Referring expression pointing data

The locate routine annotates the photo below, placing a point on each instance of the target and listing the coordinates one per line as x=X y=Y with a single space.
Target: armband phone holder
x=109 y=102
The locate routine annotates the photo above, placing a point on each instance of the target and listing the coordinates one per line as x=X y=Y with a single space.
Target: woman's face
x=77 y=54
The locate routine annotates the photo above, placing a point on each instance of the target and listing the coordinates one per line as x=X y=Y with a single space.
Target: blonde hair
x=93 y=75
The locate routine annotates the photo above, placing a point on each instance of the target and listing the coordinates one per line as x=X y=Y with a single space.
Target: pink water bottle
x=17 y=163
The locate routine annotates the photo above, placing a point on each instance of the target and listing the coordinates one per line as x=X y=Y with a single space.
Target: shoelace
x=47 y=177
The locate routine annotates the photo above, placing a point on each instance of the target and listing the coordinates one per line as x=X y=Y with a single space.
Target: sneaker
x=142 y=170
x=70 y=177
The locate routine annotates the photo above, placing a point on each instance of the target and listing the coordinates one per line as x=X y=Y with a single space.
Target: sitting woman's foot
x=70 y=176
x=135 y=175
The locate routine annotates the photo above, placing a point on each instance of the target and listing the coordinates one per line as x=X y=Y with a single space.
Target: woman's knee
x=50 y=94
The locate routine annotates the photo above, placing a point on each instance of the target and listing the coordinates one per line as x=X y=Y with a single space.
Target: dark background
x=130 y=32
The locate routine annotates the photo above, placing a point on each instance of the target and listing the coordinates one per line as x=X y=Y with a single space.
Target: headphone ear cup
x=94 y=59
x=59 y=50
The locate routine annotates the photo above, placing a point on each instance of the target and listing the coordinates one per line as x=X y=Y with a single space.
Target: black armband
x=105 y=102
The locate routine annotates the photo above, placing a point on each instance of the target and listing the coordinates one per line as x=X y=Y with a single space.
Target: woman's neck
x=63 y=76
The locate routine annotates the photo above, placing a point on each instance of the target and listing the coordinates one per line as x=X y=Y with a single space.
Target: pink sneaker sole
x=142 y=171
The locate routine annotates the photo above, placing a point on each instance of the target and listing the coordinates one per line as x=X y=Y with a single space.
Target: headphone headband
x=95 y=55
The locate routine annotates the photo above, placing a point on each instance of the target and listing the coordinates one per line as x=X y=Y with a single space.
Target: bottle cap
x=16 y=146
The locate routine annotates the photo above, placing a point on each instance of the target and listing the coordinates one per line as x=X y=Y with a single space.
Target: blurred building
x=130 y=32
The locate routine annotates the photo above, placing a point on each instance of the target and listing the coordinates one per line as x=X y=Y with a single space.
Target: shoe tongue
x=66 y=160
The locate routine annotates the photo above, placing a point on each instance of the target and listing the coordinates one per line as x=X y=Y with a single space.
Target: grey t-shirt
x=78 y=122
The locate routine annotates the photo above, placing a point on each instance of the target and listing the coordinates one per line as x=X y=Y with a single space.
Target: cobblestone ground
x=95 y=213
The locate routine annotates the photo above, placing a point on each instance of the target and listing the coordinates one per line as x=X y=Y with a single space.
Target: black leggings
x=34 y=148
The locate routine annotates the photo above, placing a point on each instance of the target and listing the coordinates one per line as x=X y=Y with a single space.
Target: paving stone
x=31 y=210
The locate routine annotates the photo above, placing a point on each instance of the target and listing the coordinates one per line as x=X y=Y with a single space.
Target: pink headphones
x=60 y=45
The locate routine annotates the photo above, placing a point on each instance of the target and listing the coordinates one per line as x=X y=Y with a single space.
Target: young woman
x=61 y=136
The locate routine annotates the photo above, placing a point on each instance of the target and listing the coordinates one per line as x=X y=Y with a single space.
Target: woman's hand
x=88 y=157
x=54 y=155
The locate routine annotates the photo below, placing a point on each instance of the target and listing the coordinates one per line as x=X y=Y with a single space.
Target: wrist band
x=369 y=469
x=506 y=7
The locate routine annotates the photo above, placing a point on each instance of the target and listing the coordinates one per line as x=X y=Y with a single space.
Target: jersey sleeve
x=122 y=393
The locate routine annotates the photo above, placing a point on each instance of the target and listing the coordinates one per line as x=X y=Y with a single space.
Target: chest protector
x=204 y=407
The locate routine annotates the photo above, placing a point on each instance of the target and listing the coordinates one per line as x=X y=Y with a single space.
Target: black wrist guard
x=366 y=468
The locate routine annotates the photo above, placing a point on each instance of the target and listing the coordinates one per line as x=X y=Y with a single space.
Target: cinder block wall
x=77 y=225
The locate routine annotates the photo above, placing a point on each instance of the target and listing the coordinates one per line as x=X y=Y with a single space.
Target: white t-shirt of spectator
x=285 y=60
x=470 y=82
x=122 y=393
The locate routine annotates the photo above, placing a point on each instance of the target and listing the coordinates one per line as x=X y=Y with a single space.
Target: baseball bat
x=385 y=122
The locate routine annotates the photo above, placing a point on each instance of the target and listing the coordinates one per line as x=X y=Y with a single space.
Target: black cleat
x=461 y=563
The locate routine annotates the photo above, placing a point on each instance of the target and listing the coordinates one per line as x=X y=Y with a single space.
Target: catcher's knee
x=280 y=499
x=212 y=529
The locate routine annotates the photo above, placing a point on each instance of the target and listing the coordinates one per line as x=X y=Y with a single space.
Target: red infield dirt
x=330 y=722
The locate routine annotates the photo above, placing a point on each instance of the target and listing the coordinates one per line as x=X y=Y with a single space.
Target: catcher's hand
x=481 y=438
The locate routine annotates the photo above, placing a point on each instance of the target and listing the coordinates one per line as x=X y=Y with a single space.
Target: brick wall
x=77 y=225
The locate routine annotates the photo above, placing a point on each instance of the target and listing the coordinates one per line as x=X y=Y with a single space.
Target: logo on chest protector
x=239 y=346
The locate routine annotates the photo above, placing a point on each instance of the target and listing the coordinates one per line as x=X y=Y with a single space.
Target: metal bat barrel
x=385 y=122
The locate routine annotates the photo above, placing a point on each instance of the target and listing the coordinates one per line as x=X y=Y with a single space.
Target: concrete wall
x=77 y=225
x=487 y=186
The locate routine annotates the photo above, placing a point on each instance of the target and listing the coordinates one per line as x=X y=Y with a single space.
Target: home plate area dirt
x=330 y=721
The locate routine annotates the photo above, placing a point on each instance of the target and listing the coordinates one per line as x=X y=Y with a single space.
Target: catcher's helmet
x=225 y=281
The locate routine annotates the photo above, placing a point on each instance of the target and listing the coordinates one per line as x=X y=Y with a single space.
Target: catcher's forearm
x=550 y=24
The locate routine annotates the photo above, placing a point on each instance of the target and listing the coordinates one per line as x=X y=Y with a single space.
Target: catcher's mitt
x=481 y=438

Directions for this task
Copy every record precisely, omitting nothing.

Completed task
The locate routine annotates the photo below, placing a point on each instance of the target and listing the coordinates one per line as x=X y=Y with a single space.
Target: armband phone holder
x=109 y=102
The locate routine annotates the photo above, placing a point on each instance of the target and listing the coordinates one per line as x=X y=Y with a single space.
Target: woman's face
x=77 y=54
The locate routine annotates the photo above, placing a point on each instance of the target and listing the coordinates one per line as x=X y=Y with a single space.
Target: blonde hair
x=93 y=75
The locate routine annotates the photo above, placing a point on each instance of the target and listing the coordinates one per line as x=X y=Y with a single space.
Target: pink water bottle
x=17 y=163
The locate routine annotates the photo above, placing a point on each instance of the target and listing the coordinates one per line as x=X y=Y with a single space.
Target: shoelace
x=47 y=177
The locate routine annotates the photo above, placing a point on each instance of the target and listing the coordinates one per line as x=X y=Y with a single space.
Target: sneaker
x=142 y=170
x=70 y=177
The locate routine annotates the photo above, placing a point on each instance of the target and listing the coordinates one per line as x=X y=Y with a single space.
Target: sitting woman's foot
x=70 y=176
x=135 y=175
The locate routine annotates the photo above, placing a point on each instance of the target and listing the coordinates one per line as x=X y=Y with a single space.
Target: woman's knee
x=50 y=94
The locate routine annotates the photo above, placing a point on each instance of the target and listing the coordinates one per line as x=X y=Y with a single space.
Target: dark background
x=130 y=32
The locate routine annotates the photo above, placing a point on each instance of the target and listing the coordinates one per line as x=X y=Y with a single space.
Target: headphone ear cup
x=94 y=59
x=59 y=50
The locate routine annotates the photo above, placing a point on each instance of the target and listing the coordinates one per line as x=X y=Y with a single space.
Target: black armband
x=105 y=102
The locate routine annotates the photo above, placing a point on each instance of the target and listing the coordinates one per line as x=X y=Y with a single space.
Target: woman's neck
x=63 y=76
The locate routine annotates the photo above, placing a point on each instance of the target and listing the coordinates one per line as x=X y=Y with a single space.
Target: pink sneaker sole
x=142 y=171
The locate routine annotates the photo above, placing a point on each instance of the target and listing the coordinates one per line as x=X y=Y with a single space.
Target: headphone headband
x=95 y=55
The locate routine annotates the photo above, placing a point on each instance of the target and listing the coordinates one per line as x=X y=Y with a single space.
Target: bottle cap
x=16 y=146
The locate routine annotates the photo above, placing a point on each instance of the target and listing the coordinates one per line as x=X y=Y with a single space.
Target: blurred building
x=130 y=32
The locate routine annotates the photo above, placing a point on each instance of the target and listing the coordinates one per line as x=X y=Y with a single space.
Target: shoe tongue
x=66 y=160
The locate routine annotates the photo above, placing a point on each instance of the target and listing the coordinates one per line as x=X y=Y with a single space.
Target: grey t-shirt
x=78 y=122
The locate routine annotates the photo above, placing a point on each instance of the target and listing the coordinates one per line as x=X y=Y with a single space.
Target: cobblestone ground
x=95 y=213
The locate routine annotates the photo above, placing a point on each instance of the target and listing the coordinates one per line as x=X y=Y with a single space.
Target: black leggings
x=34 y=148
The locate routine annotates the photo above, placing a point on each instance of the target and listing the coordinates one per line as x=X y=Y with a single space.
Target: paving stone
x=31 y=210
The locate routine annotates the photo above, placing a point on each instance of the target and listing the coordinates one per line as x=X y=Y with a single space.
Target: pink headphones
x=60 y=45
The locate routine annotates the photo above, placing a point on each instance of the target and listing the coordinates one per line as x=X y=Y with a single space.
Target: young woman
x=61 y=136
The locate routine annotates the photo above, placing a point on each instance of the target and listing the coordinates one per line as x=X y=Y with a single space.
Target: woman's hand
x=88 y=157
x=54 y=155
The locate routine annotates the photo below, placing a point on each instance of the target and listing the coordinates one per line as x=X y=Y with a single space.
Target: wrist band
x=369 y=469
x=506 y=7
The locate routine annotates the photo above, placing a point on each instance of the target and listing the coordinates one per line as x=X y=Y with a single space.
Target: jersey sleeve
x=122 y=393
The locate routine annotates the photo above, placing a point on each instance of the target and listing the coordinates one per line as x=X y=Y with a single space.
Target: chest protector
x=204 y=407
The locate routine annotates the photo above, placing a point on each instance of the target and listing the coordinates one per line as x=X y=Y with a single space.
Target: black wrist guard
x=366 y=468
The locate routine annotates the photo above, placing a point on each instance of the target and listing the coordinates one per line as x=X y=Y with a single space.
Target: cinder block wall
x=77 y=225
The locate routine annotates the photo above, placing a point on each instance of the target and listing the coordinates one per line as x=X y=Y with a single space.
Target: white t-shirt of spectator
x=285 y=60
x=470 y=82
x=122 y=393
The locate routine annotates the photo above, placing a point on each instance of the target and listing the coordinates one per line as x=X y=Y with a single space.
Target: baseball bat
x=385 y=122
The locate routine annotates the photo above, placing a point on each instance of the target and listing the coordinates one per line as x=X y=Y with a single space.
Target: black cleat
x=461 y=563
The locate routine annotates the photo above, placing a point on each instance of the target and listing the coordinates one per line as x=X y=Y with a single space.
Target: catcher's knee
x=280 y=499
x=212 y=529
The locate routine annotates the photo above, placing a point on each instance of the target and listing the coordinates one per line as x=X y=Y with a single space.
Target: red infield dirt
x=330 y=722
The locate routine annotates the photo above, placing a point on each instance of the target and listing the coordinates one per line as x=X y=Y with a single space.
Target: catcher's hand
x=481 y=438
The locate routine annotates the photo above, placing a point on each instance of the target and listing the coordinates one per line as x=X y=Y with a single space.
Target: brick wall
x=77 y=225
The locate routine annotates the photo above, placing a point on each instance of the target and listing the coordinates one per line as x=X y=Y with a single space.
Target: logo on chest protector
x=239 y=346
The locate routine annotates the photo above, placing a point on each instance of the target and listing the coordinates one per line as x=X y=Y with a single space.
Target: metal bat barrel
x=385 y=122
The locate routine annotates the photo above, placing a point on each instance of the target and listing the coordinates one per line as x=X y=Y with a single space.
Target: concrete wall
x=77 y=225
x=487 y=186
The locate routine annotates the photo above, placing a point on each instance of the target and listing the coordinates one per line as x=X y=Y with a single space.
Target: home plate area dirt
x=330 y=721
The locate routine annotates the photo above, placing a point on each instance of the target and listing the coordinates one per line as x=X y=Y with a single space.
Target: catcher's helmet
x=225 y=281
The locate routine annotates the photo above, placing a point on each instance of the target and listing the coordinates one per line as x=X y=Y with a single space.
Target: catcher's forearm
x=550 y=24
The locate routine annotates the photo above, placing a point on each instance of the target and listing the coordinates one per line as x=X y=Y with a single space.
Target: catcher's mitt
x=481 y=438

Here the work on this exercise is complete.